--- Given request ---
Update the listing below by replacing every "localize" with "locate", and leave everything else unchanged.
◆ ◆ ◆ ◆ ◆ ◆ ◆
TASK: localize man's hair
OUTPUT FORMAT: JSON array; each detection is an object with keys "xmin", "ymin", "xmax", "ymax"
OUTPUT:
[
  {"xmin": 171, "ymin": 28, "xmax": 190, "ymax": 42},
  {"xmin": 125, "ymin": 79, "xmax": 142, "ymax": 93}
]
◆ ◆ ◆ ◆ ◆ ◆ ◆
--- Correct response ---
TASK: locate man's hair
OUTPUT FORMAT: JSON array; each detection is an object with keys "xmin", "ymin", "xmax", "ymax"
OUTPUT:
[
  {"xmin": 171, "ymin": 28, "xmax": 190, "ymax": 42},
  {"xmin": 125, "ymin": 79, "xmax": 142, "ymax": 93}
]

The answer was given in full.